▸ JOB ITEM: Present the lines below as a numbered list, skipping any blank lines and leaving out the pictures.

▸ DATASET RECORDS:
——

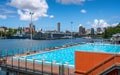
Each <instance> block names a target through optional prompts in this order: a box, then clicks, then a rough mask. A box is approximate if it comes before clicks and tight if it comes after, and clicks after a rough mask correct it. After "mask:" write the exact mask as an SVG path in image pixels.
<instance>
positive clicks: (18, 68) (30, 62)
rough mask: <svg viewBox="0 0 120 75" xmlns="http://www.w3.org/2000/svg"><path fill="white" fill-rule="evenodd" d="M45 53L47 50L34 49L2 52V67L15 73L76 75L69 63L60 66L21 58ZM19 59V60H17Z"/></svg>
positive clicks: (3, 51)
mask: <svg viewBox="0 0 120 75" xmlns="http://www.w3.org/2000/svg"><path fill="white" fill-rule="evenodd" d="M41 51H45V48H41V47H33V48H23V49H12V50H0V66H1V67H4V68H6V69H7V72H8V70H13V72H14V71H15V72H22V73H25V74H35V75H44V74H48V75H49V74H50V75H74V68H71V67H70V66H69V63H66V64H63V63H60V62H59V64H58V63H57V62H56V61H51V62H49V63H48V62H47V60H44V59H43V60H40V61H38V60H36V59H35V58H33V59H32V60H29V59H27V58H20V57H21V56H24V55H28V54H34V53H38V52H41ZM16 57H17V58H16ZM17 75H18V74H17Z"/></svg>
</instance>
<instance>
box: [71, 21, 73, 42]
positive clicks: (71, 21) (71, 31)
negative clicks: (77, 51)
mask: <svg viewBox="0 0 120 75" xmlns="http://www.w3.org/2000/svg"><path fill="white" fill-rule="evenodd" d="M72 24H73V22H72V21H71V44H72Z"/></svg>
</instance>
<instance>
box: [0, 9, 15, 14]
mask: <svg viewBox="0 0 120 75" xmlns="http://www.w3.org/2000/svg"><path fill="white" fill-rule="evenodd" d="M0 10H1V11H2V12H3V13H7V14H11V13H16V11H13V10H9V9H4V8H3V9H0Z"/></svg>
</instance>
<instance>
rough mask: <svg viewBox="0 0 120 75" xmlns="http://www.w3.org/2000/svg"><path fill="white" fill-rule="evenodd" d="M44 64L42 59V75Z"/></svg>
mask: <svg viewBox="0 0 120 75" xmlns="http://www.w3.org/2000/svg"><path fill="white" fill-rule="evenodd" d="M43 62H44V60H43V59H42V75H43Z"/></svg>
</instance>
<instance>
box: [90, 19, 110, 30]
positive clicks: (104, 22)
mask: <svg viewBox="0 0 120 75" xmlns="http://www.w3.org/2000/svg"><path fill="white" fill-rule="evenodd" d="M108 26H110V25H109V24H108V23H107V22H106V21H105V20H103V19H100V20H98V19H95V20H94V22H93V23H92V27H93V28H97V27H101V28H104V27H108Z"/></svg>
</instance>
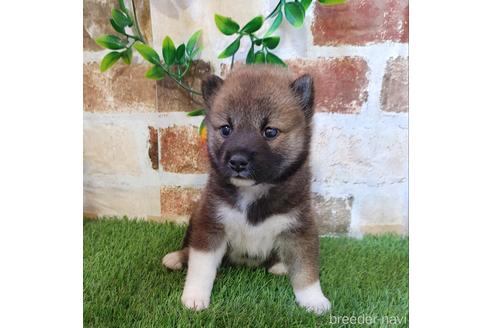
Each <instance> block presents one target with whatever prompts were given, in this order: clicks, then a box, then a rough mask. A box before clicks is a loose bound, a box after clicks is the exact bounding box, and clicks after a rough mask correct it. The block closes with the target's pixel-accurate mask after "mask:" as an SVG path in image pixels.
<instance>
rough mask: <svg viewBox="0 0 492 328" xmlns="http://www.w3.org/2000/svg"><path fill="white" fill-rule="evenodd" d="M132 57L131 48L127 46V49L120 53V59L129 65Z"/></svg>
mask: <svg viewBox="0 0 492 328" xmlns="http://www.w3.org/2000/svg"><path fill="white" fill-rule="evenodd" d="M132 57H133V51H132V48H128V49H127V50H125V51H123V52H122V53H121V59H122V60H123V62H124V63H125V64H127V65H130V64H131V63H132Z"/></svg>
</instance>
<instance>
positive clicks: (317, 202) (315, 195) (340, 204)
mask: <svg viewBox="0 0 492 328" xmlns="http://www.w3.org/2000/svg"><path fill="white" fill-rule="evenodd" d="M312 204H313V210H314V215H315V218H316V222H317V223H318V229H319V233H320V234H327V233H347V232H349V229H350V222H351V214H352V213H351V212H352V197H350V196H349V197H345V198H342V197H330V198H325V197H324V196H322V195H321V194H317V193H313V198H312Z"/></svg>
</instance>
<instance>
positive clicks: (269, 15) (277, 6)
mask: <svg viewBox="0 0 492 328" xmlns="http://www.w3.org/2000/svg"><path fill="white" fill-rule="evenodd" d="M282 5H283V1H279V2H278V3H277V5H276V6H275V9H274V10H273V11H272V12H271V13H270V14H268V16H267V18H265V19H269V18H270V17H273V16H275V15H277V13H278V12H280V11H282Z"/></svg>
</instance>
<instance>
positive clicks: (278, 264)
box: [268, 262, 287, 276]
mask: <svg viewBox="0 0 492 328" xmlns="http://www.w3.org/2000/svg"><path fill="white" fill-rule="evenodd" d="M268 272H270V273H271V274H275V275H278V276H281V275H284V274H287V267H286V266H285V264H283V263H282V262H278V263H275V264H274V265H272V266H271V267H270V268H269V269H268Z"/></svg>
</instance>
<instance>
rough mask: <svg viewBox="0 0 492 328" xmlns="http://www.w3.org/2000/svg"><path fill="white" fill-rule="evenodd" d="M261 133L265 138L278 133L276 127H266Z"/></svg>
mask: <svg viewBox="0 0 492 328" xmlns="http://www.w3.org/2000/svg"><path fill="white" fill-rule="evenodd" d="M263 135H264V136H265V138H267V139H273V138H275V137H276V136H277V135H278V129H276V128H270V127H267V128H266V129H265V130H264V131H263Z"/></svg>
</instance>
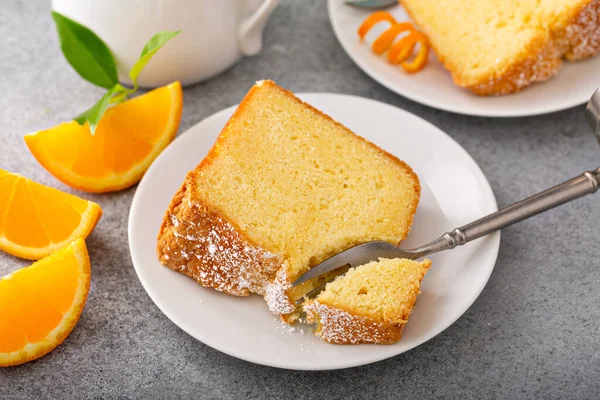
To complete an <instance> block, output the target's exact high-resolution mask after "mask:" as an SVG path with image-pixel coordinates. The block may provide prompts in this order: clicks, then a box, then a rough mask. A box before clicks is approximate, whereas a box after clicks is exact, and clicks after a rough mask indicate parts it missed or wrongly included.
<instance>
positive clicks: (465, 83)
mask: <svg viewBox="0 0 600 400" xmlns="http://www.w3.org/2000/svg"><path fill="white" fill-rule="evenodd" d="M404 8H405V10H406V12H407V13H408V14H409V15H410V16H411V18H412V19H413V20H414V21H416V19H415V18H414V16H413V14H412V13H411V10H410V8H409V7H408V6H407V4H404ZM566 21H567V22H566V23H565V24H564V25H562V26H557V27H555V28H554V29H553V31H552V32H550V34H547V35H543V36H540V37H538V38H537V39H536V40H533V41H532V43H531V44H530V46H529V48H528V49H525V51H524V52H523V53H522V54H521V56H520V57H519V58H518V59H515V60H513V62H512V64H511V65H510V66H509V67H508V68H507V69H506V70H505V71H502V72H501V73H499V74H496V73H495V74H490V75H489V76H485V77H482V78H481V79H480V80H479V81H478V82H471V81H469V80H467V79H465V78H463V77H462V76H461V72H460V71H459V70H458V69H457V68H455V66H454V65H452V63H451V62H450V61H449V60H447V59H445V58H444V57H443V56H442V55H441V54H440V52H439V51H438V50H437V49H436V48H435V45H433V44H431V47H432V49H433V51H434V52H435V53H436V55H437V56H438V58H439V60H440V62H442V64H444V66H445V67H446V69H447V70H448V71H450V73H451V74H452V78H453V80H454V83H455V84H456V85H458V86H461V87H464V88H466V89H468V90H470V91H472V92H473V93H475V94H477V95H480V96H489V95H503V94H509V93H514V92H518V91H519V90H521V89H522V88H525V87H527V86H529V85H531V84H533V83H536V82H544V81H546V80H548V79H550V78H551V77H552V76H554V75H555V74H556V73H558V71H559V70H560V69H561V67H562V59H563V58H566V59H567V60H570V61H577V60H582V59H584V58H587V57H591V56H593V55H595V54H597V53H598V51H599V50H600V0H589V2H588V3H586V4H583V5H582V6H581V7H580V8H579V9H576V10H572V15H571V16H570V17H569V18H566Z"/></svg>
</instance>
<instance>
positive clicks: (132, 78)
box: [129, 31, 181, 91]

——

▸ RESULT:
1. Each <instance> block names a target through optional prompts in this order: a box, then clicks, then a rough mask. A box is approximate if it comes before clicks and tight if it comes after, and clicks after a rough mask correct it. After "mask:" write the exact mask as an SVG path in image pixels.
2. <instance>
3. positive clicks: (18, 68) (30, 62)
4. rough mask: <svg viewBox="0 0 120 75" xmlns="http://www.w3.org/2000/svg"><path fill="white" fill-rule="evenodd" d="M45 53L47 50L34 49L2 52V67L15 73L76 75L69 63L60 66L21 58ZM19 59V60H17Z"/></svg>
5. positive clicks: (3, 51)
6. mask: <svg viewBox="0 0 120 75" xmlns="http://www.w3.org/2000/svg"><path fill="white" fill-rule="evenodd" d="M41 51H45V48H41V47H33V48H23V49H12V50H0V66H1V67H4V68H6V69H7V72H8V70H13V72H14V71H15V72H22V73H25V74H35V75H44V74H48V75H49V74H50V75H74V68H71V67H70V66H69V63H66V64H63V63H60V62H59V64H58V63H57V62H56V61H51V62H49V63H48V62H47V60H44V59H43V60H40V61H38V60H36V59H35V58H33V59H32V60H29V59H27V58H20V57H21V56H24V55H28V54H34V53H38V52H41ZM16 57H17V58H16ZM17 75H18V74H17Z"/></svg>
7. </instance>
8. <instance>
9. box: [71, 21, 73, 42]
10. positive clicks: (71, 21) (71, 31)
11. negative clicks: (77, 51)
12. mask: <svg viewBox="0 0 120 75" xmlns="http://www.w3.org/2000/svg"><path fill="white" fill-rule="evenodd" d="M72 24H73V22H72V21H71V44H72Z"/></svg>
13. </instance>
14. <instance>
15. box: [0, 9, 15, 14]
16. mask: <svg viewBox="0 0 120 75" xmlns="http://www.w3.org/2000/svg"><path fill="white" fill-rule="evenodd" d="M0 10H1V11H2V12H3V13H7V14H11V13H16V11H13V10H9V9H4V8H3V9H0Z"/></svg>
17. </instance>
18. <instance>
19. rough mask: <svg viewBox="0 0 120 75" xmlns="http://www.w3.org/2000/svg"><path fill="white" fill-rule="evenodd" d="M44 64L42 59V75Z"/></svg>
20. mask: <svg viewBox="0 0 120 75" xmlns="http://www.w3.org/2000/svg"><path fill="white" fill-rule="evenodd" d="M43 62H44V60H43V59H42V75H43Z"/></svg>
21. </instance>
22. <instance>
23. box: [90, 19, 110, 30]
24. positive clicks: (104, 22)
25. mask: <svg viewBox="0 0 120 75" xmlns="http://www.w3.org/2000/svg"><path fill="white" fill-rule="evenodd" d="M108 26H110V25H109V24H108V23H107V22H106V21H105V20H103V19H100V20H98V19H95V20H94V22H93V23H92V27H93V28H97V27H101V28H104V27H108Z"/></svg>
26. </instance>
27. Each <instance> block presents one target with whatever prompts were given, in this order: clicks, then a box, then a rough mask. A box before clicks is a loose bound, a box after clicks is the exact bounding box, and clicks after a rough mask correct it. The block closes with the target's pixel-accurate mask after "mask:" as an SVG path in image pixels.
28. <instance>
29. rough mask: <svg viewBox="0 0 492 328" xmlns="http://www.w3.org/2000/svg"><path fill="white" fill-rule="evenodd" d="M132 57L131 48L127 46V49L120 53V59L129 65Z"/></svg>
30. mask: <svg viewBox="0 0 492 328" xmlns="http://www.w3.org/2000/svg"><path fill="white" fill-rule="evenodd" d="M132 57H133V51H132V48H128V49H127V50H125V51H123V52H122V53H121V59H122V60H123V62H124V63H125V64H127V65H130V64H131V63H132Z"/></svg>
31. </instance>
32. <instance>
33. positive clicks: (317, 202) (315, 195) (340, 204)
34. mask: <svg viewBox="0 0 492 328" xmlns="http://www.w3.org/2000/svg"><path fill="white" fill-rule="evenodd" d="M312 204H313V210H314V215H315V218H316V222H317V223H318V229H319V233H320V234H327V233H347V232H349V229H350V222H351V214H352V213H351V212H352V197H350V196H349V197H345V198H342V197H330V198H325V197H324V196H322V195H321V194H317V193H313V198H312Z"/></svg>
35. </instance>
36. <instance>
37. positive clicks: (269, 15) (277, 6)
38. mask: <svg viewBox="0 0 492 328" xmlns="http://www.w3.org/2000/svg"><path fill="white" fill-rule="evenodd" d="M282 5H283V1H279V2H278V3H277V5H276V6H275V9H274V10H273V11H272V12H271V13H270V14H268V16H267V18H265V19H269V18H270V17H273V16H275V15H277V13H278V12H280V11H282Z"/></svg>
39. </instance>
40. <instance>
41. positive clicks: (278, 264)
42. box: [268, 262, 287, 276]
43. mask: <svg viewBox="0 0 492 328" xmlns="http://www.w3.org/2000/svg"><path fill="white" fill-rule="evenodd" d="M268 272H270V273H271V274H275V275H278V276H281V275H284V274H287V267H286V266H285V264H283V263H282V262H278V263H275V264H274V265H272V266H271V267H270V268H269V269H268Z"/></svg>
44. </instance>
45. <instance>
46. rough mask: <svg viewBox="0 0 492 328" xmlns="http://www.w3.org/2000/svg"><path fill="white" fill-rule="evenodd" d="M261 133L265 138L278 133L276 127H266Z"/></svg>
47. mask: <svg viewBox="0 0 492 328" xmlns="http://www.w3.org/2000/svg"><path fill="white" fill-rule="evenodd" d="M263 135H264V136H265V138H267V139H273V138H275V137H276V136H277V135H278V129H276V128H270V127H267V128H266V129H265V130H264V131H263Z"/></svg>
48. </instance>
49. To complete an <instance> block, output the target's exact high-resolution mask after "mask:" as an SVG path with image-pixel coordinates. The block may provide prompts in this order: clicks, then a box, then a rough mask. A box before clicks is approximate, whereas a box after clicks is exact, and clicks after a rough mask indicate parts it missed or wrongly included.
50. <instance>
51. positive clicks: (465, 83)
52. mask: <svg viewBox="0 0 600 400" xmlns="http://www.w3.org/2000/svg"><path fill="white" fill-rule="evenodd" d="M404 8H405V10H406V12H407V13H408V14H409V15H410V16H411V18H412V19H413V20H414V21H416V19H415V18H414V16H413V14H412V13H411V10H410V8H409V7H408V6H407V4H404ZM566 21H567V22H566V23H565V24H564V25H562V26H557V27H555V28H554V29H553V31H552V32H550V34H547V35H543V36H540V37H538V38H537V39H536V40H533V41H532V43H531V44H530V46H529V48H528V49H525V51H524V52H523V53H522V54H521V56H520V57H519V58H518V59H515V60H513V62H512V64H511V65H510V66H509V67H508V68H507V69H506V70H505V71H502V72H501V73H499V74H496V73H495V74H490V75H489V76H485V77H482V78H481V79H480V80H479V81H478V82H471V81H469V80H467V79H465V78H463V77H462V76H461V72H460V71H459V70H458V69H457V68H455V66H454V65H452V63H451V62H450V61H449V60H447V59H445V58H444V57H443V56H442V55H441V54H440V52H439V51H438V50H437V49H436V48H435V45H433V44H431V47H432V49H433V51H434V52H435V53H436V55H437V56H438V58H439V60H440V62H442V64H444V66H445V67H446V69H447V70H448V71H450V73H451V74H452V78H453V80H454V83H455V84H456V85H458V86H461V87H464V88H466V89H468V90H470V91H472V92H473V93H475V94H477V95H480V96H489V95H503V94H509V93H514V92H518V91H519V90H521V89H522V88H525V87H527V86H529V85H531V84H533V83H536V82H544V81H546V80H548V79H550V78H551V77H552V76H554V75H555V74H556V73H558V71H559V70H560V69H561V67H562V59H563V58H566V59H567V60H570V61H577V60H582V59H584V58H587V57H591V56H593V55H595V54H597V53H598V51H599V50H600V0H589V2H588V3H586V4H583V5H582V6H581V7H580V8H579V9H576V10H572V15H571V16H570V17H569V18H566Z"/></svg>
53. </instance>
54. <instance>
55. positive clicks: (132, 78)
56. box: [129, 31, 181, 91]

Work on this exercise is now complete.